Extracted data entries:
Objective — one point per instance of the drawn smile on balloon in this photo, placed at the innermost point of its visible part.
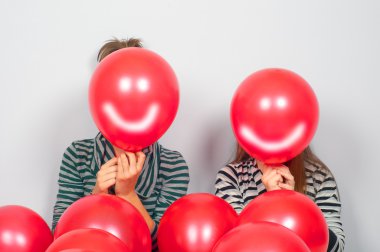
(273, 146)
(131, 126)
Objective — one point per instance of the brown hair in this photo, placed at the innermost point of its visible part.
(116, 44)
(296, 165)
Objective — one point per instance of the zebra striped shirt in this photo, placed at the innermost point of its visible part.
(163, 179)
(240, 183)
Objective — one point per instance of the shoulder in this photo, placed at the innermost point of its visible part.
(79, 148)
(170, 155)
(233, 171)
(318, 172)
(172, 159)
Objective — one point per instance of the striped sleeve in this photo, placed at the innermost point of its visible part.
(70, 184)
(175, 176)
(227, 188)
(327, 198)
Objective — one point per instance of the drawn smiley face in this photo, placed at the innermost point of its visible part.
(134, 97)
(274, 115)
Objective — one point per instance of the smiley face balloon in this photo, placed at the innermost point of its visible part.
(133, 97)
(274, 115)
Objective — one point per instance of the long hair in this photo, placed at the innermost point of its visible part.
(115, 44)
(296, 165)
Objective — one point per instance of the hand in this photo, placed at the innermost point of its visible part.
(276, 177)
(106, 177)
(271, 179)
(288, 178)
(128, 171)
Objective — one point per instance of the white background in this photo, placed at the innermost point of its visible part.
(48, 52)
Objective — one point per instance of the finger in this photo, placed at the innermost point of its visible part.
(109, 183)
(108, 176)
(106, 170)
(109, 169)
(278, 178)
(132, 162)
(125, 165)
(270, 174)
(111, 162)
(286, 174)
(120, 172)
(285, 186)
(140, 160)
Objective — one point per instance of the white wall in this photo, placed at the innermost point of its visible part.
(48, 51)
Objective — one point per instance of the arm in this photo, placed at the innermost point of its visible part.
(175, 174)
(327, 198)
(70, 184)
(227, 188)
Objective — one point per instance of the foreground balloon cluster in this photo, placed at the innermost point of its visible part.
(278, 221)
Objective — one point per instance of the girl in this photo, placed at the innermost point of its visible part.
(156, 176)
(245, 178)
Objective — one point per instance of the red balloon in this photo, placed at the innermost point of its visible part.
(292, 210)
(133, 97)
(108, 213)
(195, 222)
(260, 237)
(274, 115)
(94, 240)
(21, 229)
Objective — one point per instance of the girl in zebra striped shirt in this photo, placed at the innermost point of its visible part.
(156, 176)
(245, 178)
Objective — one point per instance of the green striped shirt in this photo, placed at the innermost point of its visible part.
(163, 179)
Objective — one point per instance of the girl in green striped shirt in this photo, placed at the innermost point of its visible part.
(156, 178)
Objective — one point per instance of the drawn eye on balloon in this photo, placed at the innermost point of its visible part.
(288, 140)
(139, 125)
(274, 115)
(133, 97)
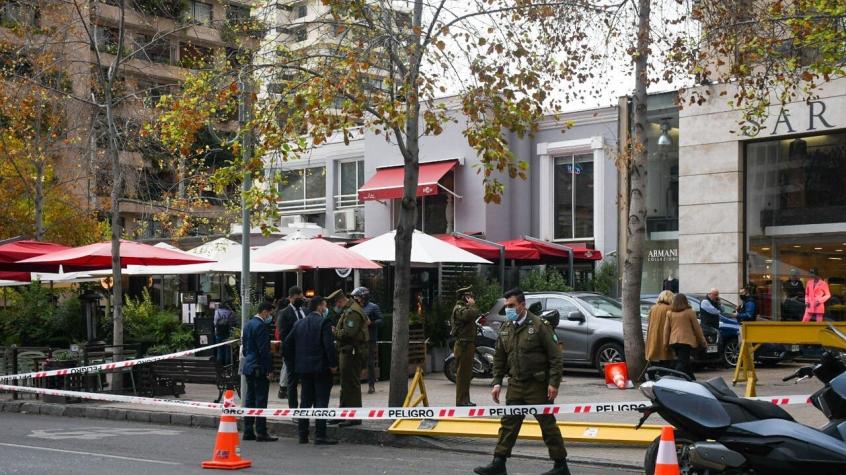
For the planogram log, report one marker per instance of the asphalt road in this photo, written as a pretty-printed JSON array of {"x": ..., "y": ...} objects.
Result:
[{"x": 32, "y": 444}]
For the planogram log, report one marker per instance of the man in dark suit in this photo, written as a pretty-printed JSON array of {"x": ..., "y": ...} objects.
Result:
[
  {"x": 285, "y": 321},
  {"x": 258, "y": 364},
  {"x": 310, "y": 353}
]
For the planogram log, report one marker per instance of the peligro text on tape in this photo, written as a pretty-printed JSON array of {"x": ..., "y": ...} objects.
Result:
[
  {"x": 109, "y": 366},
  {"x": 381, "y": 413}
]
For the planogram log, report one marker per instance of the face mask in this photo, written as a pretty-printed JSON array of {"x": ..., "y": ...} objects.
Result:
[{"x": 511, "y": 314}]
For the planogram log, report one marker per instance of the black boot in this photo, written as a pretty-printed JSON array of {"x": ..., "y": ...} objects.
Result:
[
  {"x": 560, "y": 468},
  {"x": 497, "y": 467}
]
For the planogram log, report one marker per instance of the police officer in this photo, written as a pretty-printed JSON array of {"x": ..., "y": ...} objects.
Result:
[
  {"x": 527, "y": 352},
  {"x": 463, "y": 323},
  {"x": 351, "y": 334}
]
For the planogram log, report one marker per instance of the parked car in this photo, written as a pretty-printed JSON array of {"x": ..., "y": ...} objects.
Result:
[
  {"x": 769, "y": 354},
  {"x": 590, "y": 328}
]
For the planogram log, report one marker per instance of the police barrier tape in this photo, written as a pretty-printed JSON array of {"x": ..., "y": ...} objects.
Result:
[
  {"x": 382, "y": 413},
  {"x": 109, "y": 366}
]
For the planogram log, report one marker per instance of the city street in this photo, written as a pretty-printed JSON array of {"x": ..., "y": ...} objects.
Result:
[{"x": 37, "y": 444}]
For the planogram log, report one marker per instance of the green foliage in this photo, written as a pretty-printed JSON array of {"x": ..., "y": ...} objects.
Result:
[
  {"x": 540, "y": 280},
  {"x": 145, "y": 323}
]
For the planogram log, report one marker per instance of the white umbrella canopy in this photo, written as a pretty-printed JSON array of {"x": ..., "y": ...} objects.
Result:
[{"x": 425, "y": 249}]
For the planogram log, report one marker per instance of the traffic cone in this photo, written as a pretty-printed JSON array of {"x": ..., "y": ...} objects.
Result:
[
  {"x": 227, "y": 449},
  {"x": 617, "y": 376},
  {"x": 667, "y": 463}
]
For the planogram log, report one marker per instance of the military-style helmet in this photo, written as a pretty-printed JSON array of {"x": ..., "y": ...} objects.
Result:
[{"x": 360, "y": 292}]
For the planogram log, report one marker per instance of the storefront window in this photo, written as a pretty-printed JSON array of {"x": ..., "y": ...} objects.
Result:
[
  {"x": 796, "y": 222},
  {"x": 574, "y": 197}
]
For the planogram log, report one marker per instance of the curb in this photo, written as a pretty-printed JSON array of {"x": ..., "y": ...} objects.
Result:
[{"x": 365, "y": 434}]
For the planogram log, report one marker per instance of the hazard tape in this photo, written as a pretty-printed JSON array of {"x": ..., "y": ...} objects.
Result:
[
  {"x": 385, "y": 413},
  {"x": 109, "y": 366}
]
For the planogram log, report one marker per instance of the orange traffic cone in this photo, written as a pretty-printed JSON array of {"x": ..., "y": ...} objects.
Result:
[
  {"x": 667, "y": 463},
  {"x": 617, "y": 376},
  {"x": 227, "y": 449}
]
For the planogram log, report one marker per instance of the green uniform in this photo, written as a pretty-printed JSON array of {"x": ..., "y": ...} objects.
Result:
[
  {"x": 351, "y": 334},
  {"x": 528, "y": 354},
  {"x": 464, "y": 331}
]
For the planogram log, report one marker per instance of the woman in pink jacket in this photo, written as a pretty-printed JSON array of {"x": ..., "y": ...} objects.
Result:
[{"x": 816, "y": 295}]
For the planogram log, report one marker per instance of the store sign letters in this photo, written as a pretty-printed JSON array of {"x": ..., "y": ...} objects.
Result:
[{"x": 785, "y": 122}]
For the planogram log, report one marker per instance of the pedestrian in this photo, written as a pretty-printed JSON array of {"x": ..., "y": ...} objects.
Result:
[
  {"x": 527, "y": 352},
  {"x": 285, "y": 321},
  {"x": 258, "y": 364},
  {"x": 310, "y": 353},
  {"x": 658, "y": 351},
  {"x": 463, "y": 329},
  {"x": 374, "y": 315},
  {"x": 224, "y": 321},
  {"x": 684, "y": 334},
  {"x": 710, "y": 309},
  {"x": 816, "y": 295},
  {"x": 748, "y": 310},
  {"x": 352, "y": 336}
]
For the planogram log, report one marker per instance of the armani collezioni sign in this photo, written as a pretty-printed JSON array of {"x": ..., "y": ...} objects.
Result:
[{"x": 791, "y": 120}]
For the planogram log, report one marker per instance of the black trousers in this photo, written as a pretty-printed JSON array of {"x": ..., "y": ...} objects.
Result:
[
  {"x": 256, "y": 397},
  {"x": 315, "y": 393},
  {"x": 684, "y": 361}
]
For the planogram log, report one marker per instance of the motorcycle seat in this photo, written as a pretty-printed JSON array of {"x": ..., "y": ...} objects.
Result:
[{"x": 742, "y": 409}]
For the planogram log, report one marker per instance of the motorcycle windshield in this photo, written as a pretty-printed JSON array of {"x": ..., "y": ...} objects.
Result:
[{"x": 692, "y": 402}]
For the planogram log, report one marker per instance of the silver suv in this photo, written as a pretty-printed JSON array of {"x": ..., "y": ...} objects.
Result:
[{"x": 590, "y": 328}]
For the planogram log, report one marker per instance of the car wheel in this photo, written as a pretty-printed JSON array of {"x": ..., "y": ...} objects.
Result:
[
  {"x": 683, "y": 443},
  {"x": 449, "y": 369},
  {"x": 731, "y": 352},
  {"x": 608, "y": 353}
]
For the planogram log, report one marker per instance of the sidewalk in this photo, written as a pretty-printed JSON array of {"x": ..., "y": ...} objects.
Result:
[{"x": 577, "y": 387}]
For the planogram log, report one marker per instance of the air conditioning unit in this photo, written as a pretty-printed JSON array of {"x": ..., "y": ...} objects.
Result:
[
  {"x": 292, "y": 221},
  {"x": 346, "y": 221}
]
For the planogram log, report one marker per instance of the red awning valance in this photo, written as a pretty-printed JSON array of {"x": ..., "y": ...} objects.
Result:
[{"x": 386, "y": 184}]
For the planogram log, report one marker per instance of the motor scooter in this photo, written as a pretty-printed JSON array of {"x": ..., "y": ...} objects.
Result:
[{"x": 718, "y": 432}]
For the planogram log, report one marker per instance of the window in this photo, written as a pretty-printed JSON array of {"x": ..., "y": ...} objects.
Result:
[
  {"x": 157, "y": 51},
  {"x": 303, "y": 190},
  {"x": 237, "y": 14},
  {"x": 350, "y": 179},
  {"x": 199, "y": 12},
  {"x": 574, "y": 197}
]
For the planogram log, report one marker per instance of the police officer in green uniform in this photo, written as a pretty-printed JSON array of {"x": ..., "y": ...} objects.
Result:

WHAT IS BEING ASKED =>
Transcribe, word for word, every line from the one containing "the red awning" through the final line of the entries, and nothing else.

FINAL ANSWER =>
For the planogram log, report one marker per instance of the red awning valance in this photo, written as a pretty-printed JSON array of {"x": ..., "y": ...} objects.
Result:
[{"x": 386, "y": 184}]
For the planogram log, report one marker per instance of the motor scooter in this photo, written as a pretty-printed JSON array of {"x": ..., "y": ...} objects.
Result:
[{"x": 718, "y": 432}]
For the planogram log, report one marker per instance of the window in this photo, written as a pretty-printed JSON array of {"x": ..., "y": ...} objects.
Result:
[
  {"x": 157, "y": 51},
  {"x": 303, "y": 190},
  {"x": 237, "y": 14},
  {"x": 350, "y": 179},
  {"x": 199, "y": 12},
  {"x": 574, "y": 197}
]
For the planogram log, report one marker per instance of the police officer in green uniform in this photo, written as a pretty-printed JSON array of {"x": ..., "y": ...} objects.
Result:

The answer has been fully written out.